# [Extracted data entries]

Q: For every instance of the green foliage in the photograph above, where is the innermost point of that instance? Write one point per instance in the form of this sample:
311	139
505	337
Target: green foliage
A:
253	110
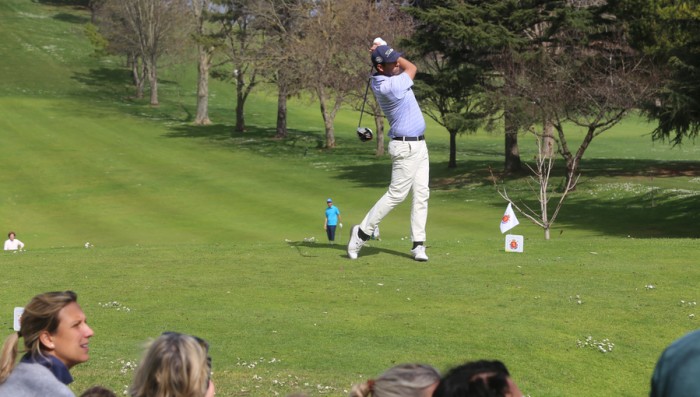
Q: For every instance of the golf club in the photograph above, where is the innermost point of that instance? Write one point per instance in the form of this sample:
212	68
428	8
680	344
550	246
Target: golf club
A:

--

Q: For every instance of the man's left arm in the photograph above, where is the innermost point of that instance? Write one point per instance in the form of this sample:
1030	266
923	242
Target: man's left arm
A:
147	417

* * *

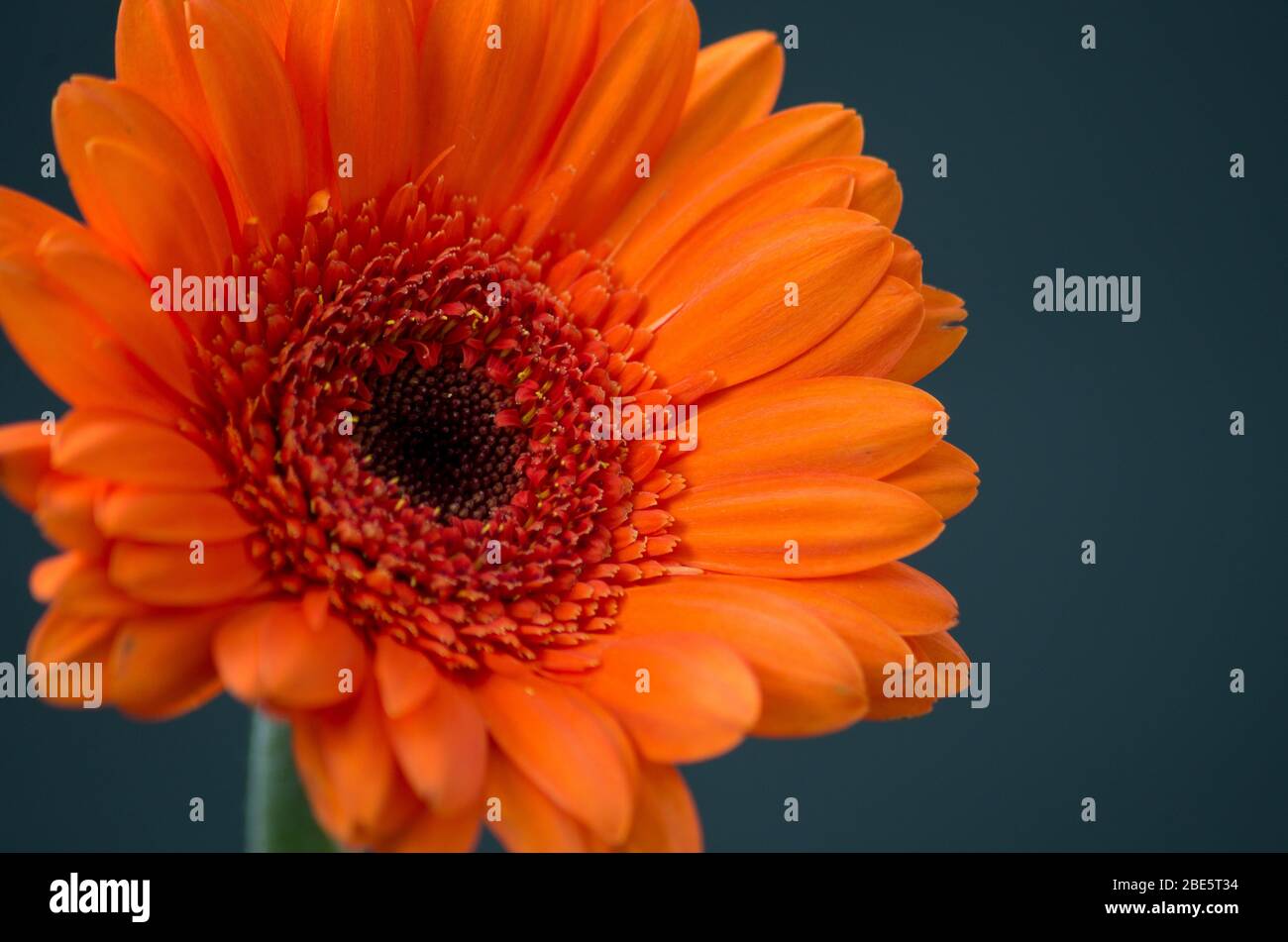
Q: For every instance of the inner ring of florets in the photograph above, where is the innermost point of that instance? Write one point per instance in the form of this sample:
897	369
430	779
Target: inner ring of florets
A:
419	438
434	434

# [YOUR TASK]
How many lines in the rows above contain the word "left"? Reply with the number alone.

# [EXERCISE RESULT]
2